* [TEXT EXCERPT]
Raise your hand if any of these mean anything to you: N.W.A., U.G.K., KRS-One,  D.I.T.C.,  TLC, Y.M.C.M.B., MondreM.A.N., E.P.M.D., O.F.W.G.K.T.A., Big K.R.I.T., M.J.G., RZA, GZA, M.O.P.?  If not, you better pay more attention when you read this blog.

When it comes to abbreviations for shit, rap’s got everybody beat.  I’ve always taken this phenomenon in hip-hop for granted, it never crossed my mind to examine it closely until I somehow stumbled across this explanation of where the word “O.K.” comes from.  If you think you know, you might be surprised, because apparently there are a lot of incorrect stories out there involving everything from ex-presidents to French seaport prostitutes, but the real explanation, though less colorful, actually makes a lot more sense.

The etymology of OK was masterfully explained by the distinguished Columbia University professor Allen Walker Read in a series of articles in the journal American Speech in 1963 and 1964. The letters, not to keep you guessing, stand for “oll korrect.” They’re the result of a fad for comical abbreviations that flourished in the late 1830s and 1840s. Read buttressed his arguments with hundreds of citations from newspapers and other documents of the period. As far as I know his work has never been successfully challenged.

The abbreviation fad began in Boston in the summer of 1838 and spread to New York and New Orleans in 1839. The Boston newspapers began referring satirically to the local swells as OFM, “our first men,” and used expressions like NG, “no go,” GT, “gone to Texas,” and SP, “small potatoes.”

Many of the abbreviated expressions were exaggerated misspellings, a stock in trade of the humorists of the day. One predecessor of OK was OW, “oll wright,” and there was also KY, “know yuse,” KG, “know go,” and NS, “nuff said.”

This explanation brings up another interesting point too: intentional misspellings.  Just like in rap, sometimes words are misspelled in a way that reflects how they’re actually pronounced in that given time period and region; “nuff” instead of “enough”, “yuse” instead of “use”, “oll” instead of “all”.  Other times, a certain misspelling is chosen that actually confuses the meaning of the expression instead of clarifying its pronunciation such as “know” instead of “no”, “wright” instead of “right”, or “korrect” instead of “correct”.  This is also a very common device used in rap music.  Have you ever listened to Z-Ro before?  How about Suga Free or OutKast or Salt-n-Pepa?  Or Mr. Muthafuckin’ eXquire?  The list could go on indefinitely.  It’s interesting that in the 1830s version, they combined the two devices into one, first misspelling the words and then abbreviating them, while in rap it tends to be more one or the other, but both devices are still at work in both arenas, and rap has another interesting practice of taking existing words and acronym-izing them after the fact.  2Pac famously put the word “nigga” in a positive light in “Never Ignorant, Gettin’ Goals Accomplished“, while K.R.I.T. took on the negative form of that word to draw attention to the traps that he feels too many of his race fall into: becoming “another Naive Individual Glorifying Greed and Encouraging Racism“.  Cee-Lo told us in ’94 about how “the GoodDie Mostly Over Bullshit“.  Killah Priest puts forth a pretty surprising evaluation of the Good Book given his chosen moniker in “Basic Instructions Before Leaving Earth“.  Once again, the list goes on.

* [WRITTEN PROBLEM 1] According to the blog post on rap abbreviations, where and when did the abbreviation fad begin?
The text and the records below it come from unrelated sources.

* [LISTED ENTRIES]
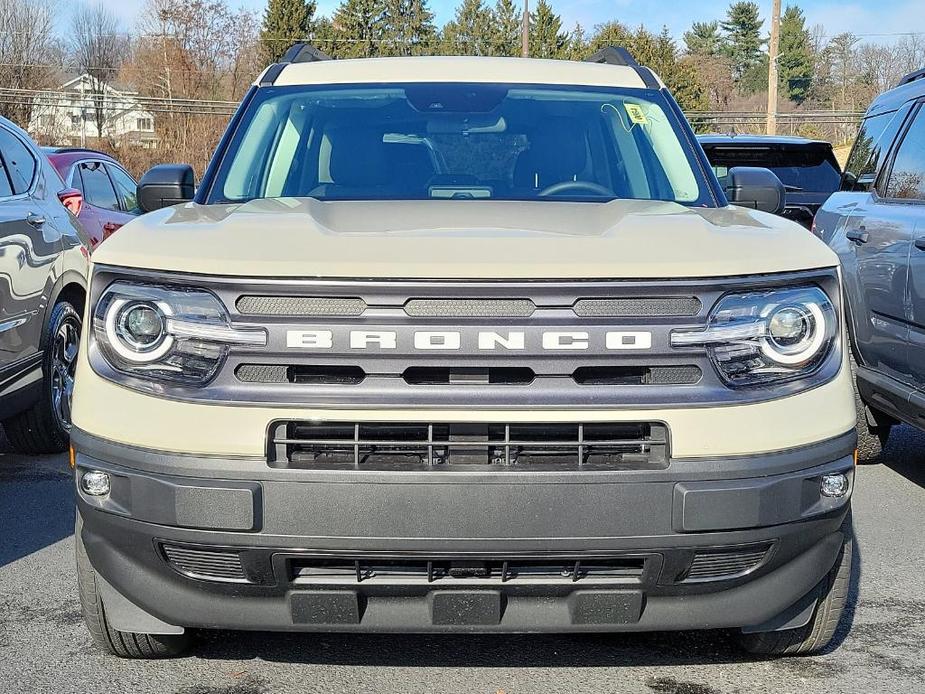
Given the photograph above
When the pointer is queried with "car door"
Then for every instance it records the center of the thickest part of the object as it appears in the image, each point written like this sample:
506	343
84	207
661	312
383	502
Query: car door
28	252
906	189
102	213
880	233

* [WRITTEN PROBLEM 2] Update the records by replacing "car door" with "side mirror" throughout, and write them out again with everything else the same, leaving out the pictures.

* [WRITTEN SOLUTION 1] It began in Boston in the summer of 1838.

* [WRITTEN SOLUTION 2]
Given the photograph above
When the pointer is queried with "side mirror"
Then for every instance it records the center of the thickest part of the object as it appears in the image, each point written like this sample:
506	343
84	207
661	312
383	502
Query: side mirror
28	252
906	189
102	213
880	233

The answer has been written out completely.